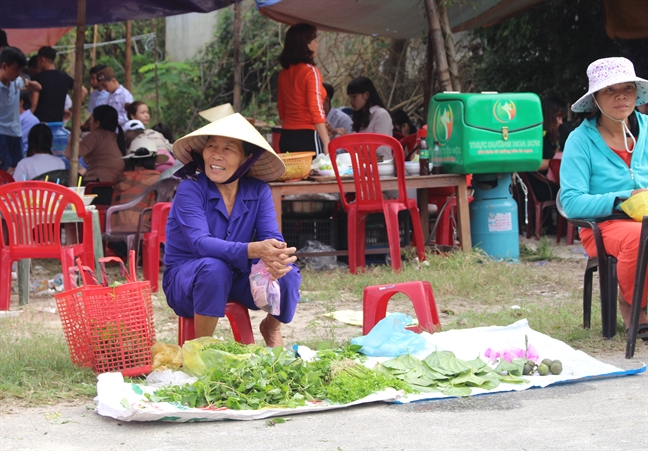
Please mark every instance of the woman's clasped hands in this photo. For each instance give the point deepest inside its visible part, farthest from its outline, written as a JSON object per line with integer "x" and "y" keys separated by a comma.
{"x": 275, "y": 254}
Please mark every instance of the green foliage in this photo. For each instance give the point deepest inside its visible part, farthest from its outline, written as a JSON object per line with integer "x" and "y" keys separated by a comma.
{"x": 547, "y": 49}
{"x": 278, "y": 377}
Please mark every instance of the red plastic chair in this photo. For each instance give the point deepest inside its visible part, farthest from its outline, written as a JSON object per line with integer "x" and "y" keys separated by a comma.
{"x": 375, "y": 299}
{"x": 239, "y": 319}
{"x": 369, "y": 197}
{"x": 32, "y": 213}
{"x": 151, "y": 244}
{"x": 5, "y": 177}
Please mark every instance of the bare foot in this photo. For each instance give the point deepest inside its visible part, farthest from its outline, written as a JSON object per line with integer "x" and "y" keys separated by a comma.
{"x": 625, "y": 308}
{"x": 270, "y": 328}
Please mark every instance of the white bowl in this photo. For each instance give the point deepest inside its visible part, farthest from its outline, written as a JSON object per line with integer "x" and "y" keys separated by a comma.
{"x": 413, "y": 168}
{"x": 386, "y": 168}
{"x": 88, "y": 198}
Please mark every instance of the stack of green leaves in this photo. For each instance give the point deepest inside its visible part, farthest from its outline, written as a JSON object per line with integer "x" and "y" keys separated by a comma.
{"x": 442, "y": 371}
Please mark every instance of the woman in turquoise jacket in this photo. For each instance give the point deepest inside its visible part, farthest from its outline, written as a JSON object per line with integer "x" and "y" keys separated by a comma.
{"x": 605, "y": 162}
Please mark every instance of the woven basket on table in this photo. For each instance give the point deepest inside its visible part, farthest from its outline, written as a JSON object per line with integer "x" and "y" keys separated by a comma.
{"x": 297, "y": 165}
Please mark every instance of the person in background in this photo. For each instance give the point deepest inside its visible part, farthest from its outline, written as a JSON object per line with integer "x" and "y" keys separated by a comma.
{"x": 27, "y": 118}
{"x": 41, "y": 159}
{"x": 102, "y": 150}
{"x": 118, "y": 96}
{"x": 139, "y": 117}
{"x": 3, "y": 39}
{"x": 12, "y": 60}
{"x": 554, "y": 112}
{"x": 604, "y": 163}
{"x": 402, "y": 122}
{"x": 337, "y": 122}
{"x": 300, "y": 98}
{"x": 165, "y": 130}
{"x": 97, "y": 96}
{"x": 48, "y": 105}
{"x": 139, "y": 173}
{"x": 369, "y": 114}
{"x": 32, "y": 66}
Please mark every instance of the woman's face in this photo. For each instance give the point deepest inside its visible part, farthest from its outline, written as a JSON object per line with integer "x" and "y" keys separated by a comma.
{"x": 222, "y": 156}
{"x": 618, "y": 100}
{"x": 142, "y": 114}
{"x": 313, "y": 46}
{"x": 358, "y": 101}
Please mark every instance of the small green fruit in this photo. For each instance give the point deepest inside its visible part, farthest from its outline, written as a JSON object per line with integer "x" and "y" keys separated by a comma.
{"x": 556, "y": 367}
{"x": 543, "y": 369}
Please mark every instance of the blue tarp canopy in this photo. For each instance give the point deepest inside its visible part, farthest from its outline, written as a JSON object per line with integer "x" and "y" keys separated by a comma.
{"x": 63, "y": 13}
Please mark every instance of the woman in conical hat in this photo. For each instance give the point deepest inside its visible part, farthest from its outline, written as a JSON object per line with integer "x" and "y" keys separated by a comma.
{"x": 605, "y": 161}
{"x": 221, "y": 221}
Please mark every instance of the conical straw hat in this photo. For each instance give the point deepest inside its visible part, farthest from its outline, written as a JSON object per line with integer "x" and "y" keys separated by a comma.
{"x": 268, "y": 167}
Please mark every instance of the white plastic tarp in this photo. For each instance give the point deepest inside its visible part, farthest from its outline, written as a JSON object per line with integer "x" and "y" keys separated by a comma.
{"x": 126, "y": 402}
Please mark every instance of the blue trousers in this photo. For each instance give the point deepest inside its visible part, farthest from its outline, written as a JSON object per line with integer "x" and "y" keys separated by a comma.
{"x": 203, "y": 286}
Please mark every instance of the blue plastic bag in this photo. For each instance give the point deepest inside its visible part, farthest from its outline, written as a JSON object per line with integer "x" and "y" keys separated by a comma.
{"x": 389, "y": 338}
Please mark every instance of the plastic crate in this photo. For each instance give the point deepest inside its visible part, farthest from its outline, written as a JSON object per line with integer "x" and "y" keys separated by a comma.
{"x": 297, "y": 232}
{"x": 376, "y": 230}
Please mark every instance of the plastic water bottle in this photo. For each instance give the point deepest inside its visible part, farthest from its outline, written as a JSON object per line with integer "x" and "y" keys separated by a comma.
{"x": 424, "y": 157}
{"x": 60, "y": 137}
{"x": 437, "y": 165}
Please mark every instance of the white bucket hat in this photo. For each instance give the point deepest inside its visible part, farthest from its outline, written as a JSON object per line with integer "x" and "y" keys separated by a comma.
{"x": 143, "y": 147}
{"x": 268, "y": 166}
{"x": 607, "y": 72}
{"x": 218, "y": 112}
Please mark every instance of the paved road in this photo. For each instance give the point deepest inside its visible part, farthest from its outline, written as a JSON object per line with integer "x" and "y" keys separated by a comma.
{"x": 609, "y": 414}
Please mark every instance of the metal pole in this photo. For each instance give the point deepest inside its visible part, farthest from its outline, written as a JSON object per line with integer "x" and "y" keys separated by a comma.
{"x": 129, "y": 34}
{"x": 236, "y": 46}
{"x": 76, "y": 96}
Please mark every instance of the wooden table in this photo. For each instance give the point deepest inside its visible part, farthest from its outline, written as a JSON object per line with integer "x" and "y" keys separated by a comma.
{"x": 420, "y": 183}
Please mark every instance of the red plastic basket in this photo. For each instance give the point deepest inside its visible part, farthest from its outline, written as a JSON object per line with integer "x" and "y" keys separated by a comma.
{"x": 118, "y": 323}
{"x": 72, "y": 312}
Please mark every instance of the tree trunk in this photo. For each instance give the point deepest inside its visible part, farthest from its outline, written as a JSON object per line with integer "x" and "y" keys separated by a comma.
{"x": 451, "y": 52}
{"x": 236, "y": 47}
{"x": 76, "y": 95}
{"x": 396, "y": 63}
{"x": 437, "y": 48}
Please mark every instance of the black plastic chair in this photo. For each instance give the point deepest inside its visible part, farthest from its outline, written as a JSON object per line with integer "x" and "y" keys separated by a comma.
{"x": 62, "y": 175}
{"x": 640, "y": 281}
{"x": 606, "y": 266}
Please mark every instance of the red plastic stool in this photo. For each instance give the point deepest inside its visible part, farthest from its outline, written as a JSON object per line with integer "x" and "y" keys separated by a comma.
{"x": 375, "y": 299}
{"x": 239, "y": 319}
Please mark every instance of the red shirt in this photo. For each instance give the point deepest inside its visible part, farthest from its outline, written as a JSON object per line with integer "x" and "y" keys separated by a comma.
{"x": 301, "y": 97}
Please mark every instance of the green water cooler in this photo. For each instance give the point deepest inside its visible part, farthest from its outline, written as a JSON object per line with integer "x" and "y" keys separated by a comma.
{"x": 489, "y": 135}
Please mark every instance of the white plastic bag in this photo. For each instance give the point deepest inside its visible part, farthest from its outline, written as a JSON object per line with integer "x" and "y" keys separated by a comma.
{"x": 265, "y": 291}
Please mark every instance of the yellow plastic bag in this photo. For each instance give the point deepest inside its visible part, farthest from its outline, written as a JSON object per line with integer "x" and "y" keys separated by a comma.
{"x": 637, "y": 206}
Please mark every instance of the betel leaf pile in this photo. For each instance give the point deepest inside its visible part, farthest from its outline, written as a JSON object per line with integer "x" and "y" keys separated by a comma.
{"x": 253, "y": 377}
{"x": 442, "y": 371}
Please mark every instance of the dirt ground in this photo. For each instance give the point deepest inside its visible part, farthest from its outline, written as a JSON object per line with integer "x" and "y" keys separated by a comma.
{"x": 309, "y": 323}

_ _ _ _ _

- _DIRECTIONS FOR THIS TASK_
Only the lines from the one with "Please mark every instance of the green water" through the end of the material are wanted; copy them exactly, both ends included.

- _FINAL RESULT_
Please mark every instance of the green water cooler in this photo. For each instance give the point deepest inside its visible part, farthest from its outline, written as a JSON object per line with integer "x" and "y" keys separated by a comma.
{"x": 489, "y": 135}
Please mark every instance of the white plastic bag in this photo. For each instance give the point deepest inside its visible part, farthest from its outline, written as a JSON object per line with integer "x" and "y" keys separated by a comma.
{"x": 265, "y": 291}
Please mark every instance of the yellow plastic bag in this photo. For each instance give the point deepest inside its visible part, farthest from its outline, written as a JSON object per line with integer "x" and "y" keys separated by a comma.
{"x": 637, "y": 206}
Please mark every instance of the betel leaf pile in this photo. For each instance give the point deepest inside its visible part, farthest from its outline, written as a JSON object per line with integer "x" and "y" keys separated by a comma.
{"x": 253, "y": 377}
{"x": 442, "y": 371}
Please mark every instance of the dirt ground in this photo. For each instance give the point deepest inside its visible part, farthest from its outline, written as a JSON object per line with integer "x" and "y" keys separated by a comma.
{"x": 309, "y": 323}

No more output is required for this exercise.